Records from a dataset
<<<<

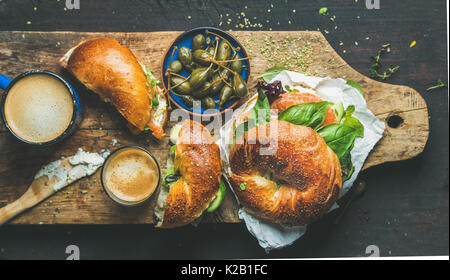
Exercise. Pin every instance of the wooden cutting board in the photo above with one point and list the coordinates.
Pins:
(399, 106)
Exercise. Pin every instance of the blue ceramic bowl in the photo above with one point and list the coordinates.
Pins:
(185, 40)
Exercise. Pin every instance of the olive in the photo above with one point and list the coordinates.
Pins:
(176, 66)
(185, 56)
(224, 51)
(236, 66)
(202, 57)
(225, 95)
(182, 86)
(225, 72)
(198, 42)
(217, 83)
(211, 50)
(203, 91)
(208, 103)
(188, 100)
(239, 86)
(199, 77)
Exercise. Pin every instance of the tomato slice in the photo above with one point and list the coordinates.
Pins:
(293, 98)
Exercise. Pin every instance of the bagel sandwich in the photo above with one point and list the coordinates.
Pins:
(309, 140)
(112, 71)
(295, 185)
(192, 185)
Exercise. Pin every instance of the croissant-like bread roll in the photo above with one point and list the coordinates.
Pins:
(197, 160)
(113, 72)
(295, 184)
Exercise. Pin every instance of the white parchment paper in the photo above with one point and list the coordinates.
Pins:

>>>>

Brief
Make an exact copy of the records, pictures excluded.

Output for this task
Exercise. Pin every instance of the wooden cutting board in the photo above with one point and list the coordinates.
Pins:
(399, 106)
Exercise. Pin every instance of the blue ceramic bowl in the photo above with one point and list the coordinates.
Pins:
(185, 40)
Exercise. Pin every instance of the olive in the photo above with one point and list the coordinates.
Pins:
(176, 66)
(185, 56)
(224, 51)
(236, 66)
(202, 57)
(225, 95)
(182, 86)
(225, 72)
(198, 42)
(217, 83)
(211, 50)
(203, 91)
(208, 103)
(188, 100)
(239, 86)
(199, 77)
Exercise. Pin every instance of the tomato slice in the photo above with one point and list the coordinates.
Pins:
(293, 98)
Exercise. Pin every instance of the bagel sandwich in the photo above with one point and list the coordinates.
Pins:
(309, 140)
(112, 71)
(295, 185)
(192, 185)
Exercise. Pin every instance of the croissant-like bread roll in the photo above with one point and list the coordinates.
Pins:
(197, 160)
(113, 72)
(295, 184)
Exercise. Pin every instance of the white parchment paper in the photo above with one point and list the coordinates.
Pins:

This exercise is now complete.